**Task goal:** Rewrite all the rows below as a numbered list, leaving out any blank lines.

-- START OF Data shown --

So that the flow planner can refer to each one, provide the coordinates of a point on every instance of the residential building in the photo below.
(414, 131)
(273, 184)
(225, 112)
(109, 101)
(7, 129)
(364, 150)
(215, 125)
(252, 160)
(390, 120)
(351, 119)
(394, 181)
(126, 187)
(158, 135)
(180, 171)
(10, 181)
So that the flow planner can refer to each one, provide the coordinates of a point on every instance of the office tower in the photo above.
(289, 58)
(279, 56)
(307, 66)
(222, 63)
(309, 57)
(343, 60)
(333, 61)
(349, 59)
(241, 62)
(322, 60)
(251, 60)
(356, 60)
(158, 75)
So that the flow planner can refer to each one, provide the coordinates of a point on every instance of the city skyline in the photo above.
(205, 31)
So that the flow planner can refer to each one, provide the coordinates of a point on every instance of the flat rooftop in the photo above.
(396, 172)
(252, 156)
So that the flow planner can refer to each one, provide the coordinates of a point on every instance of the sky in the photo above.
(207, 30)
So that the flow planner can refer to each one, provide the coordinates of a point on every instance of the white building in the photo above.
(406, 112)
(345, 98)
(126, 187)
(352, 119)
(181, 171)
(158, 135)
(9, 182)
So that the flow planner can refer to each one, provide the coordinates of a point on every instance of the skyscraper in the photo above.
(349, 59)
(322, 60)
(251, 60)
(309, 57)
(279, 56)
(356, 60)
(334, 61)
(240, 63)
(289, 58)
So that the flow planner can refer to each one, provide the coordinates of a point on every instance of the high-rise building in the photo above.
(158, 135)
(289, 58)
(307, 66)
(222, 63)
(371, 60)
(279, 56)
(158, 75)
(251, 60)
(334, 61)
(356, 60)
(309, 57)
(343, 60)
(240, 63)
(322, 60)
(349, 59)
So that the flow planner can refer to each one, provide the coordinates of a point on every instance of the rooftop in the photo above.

-- END OF Data shown --

**Solution to this problem:**
1. So that the flow planner can refer to each one, provide the coordinates of a point on every instance of the residential building in the photo below.
2. (414, 131)
3. (273, 184)
4. (225, 112)
5. (109, 101)
6. (7, 129)
7. (364, 150)
8. (215, 125)
9. (252, 160)
10. (390, 120)
11. (351, 119)
12. (394, 181)
13. (126, 187)
14. (158, 135)
15. (180, 171)
16. (10, 181)
17. So that the flow planner can refer to each one, provide the coordinates of a point on every instance of the office tower in the photo above.
18. (289, 58)
19. (279, 56)
20. (307, 66)
21. (222, 63)
22. (309, 57)
23. (343, 60)
24. (333, 61)
25. (349, 59)
26. (241, 62)
27. (322, 60)
28. (251, 60)
29. (356, 60)
30. (158, 75)
31. So that the flow planner can refer to each one, provide the coordinates of a point on every instance of the city skyline in the photo above.
32. (205, 31)
33. So that the flow planner can refer to each one, provide the coordinates of a point on every instance of the flat rooftop in the photo above.
34. (396, 172)
35. (252, 156)
36. So that the flow planner can refer to each one, provide the coordinates of a point on every instance of the sky in the photo above.
37. (207, 30)
38. So that the flow planner can refer to each one, provide the coordinates of a point on every instance of the white building in the photo above.
39. (406, 112)
40. (345, 98)
41. (126, 187)
42. (352, 119)
43. (181, 171)
44. (158, 135)
45. (9, 182)
46. So that the flow planner can refer to each one, provide the coordinates of a point on every instance of the skyscraper in the photo above.
47. (349, 59)
48. (322, 60)
49. (251, 60)
50. (309, 57)
51. (279, 56)
52. (356, 60)
53. (334, 61)
54. (240, 63)
55. (289, 58)
56. So that the flow planner can refer to each one, provide the coordinates of a point on every instance of the high-rise building in the photo above.
57. (158, 135)
58. (289, 58)
59. (307, 66)
60. (222, 63)
61. (371, 60)
62. (279, 56)
63. (158, 75)
64. (251, 60)
65. (334, 61)
66. (356, 60)
67. (309, 57)
68. (343, 60)
69. (240, 63)
70. (322, 60)
71. (349, 59)
72. So that the flow planner can refer to each one, provide the coordinates of a point on every instance of the rooftop in the photo above.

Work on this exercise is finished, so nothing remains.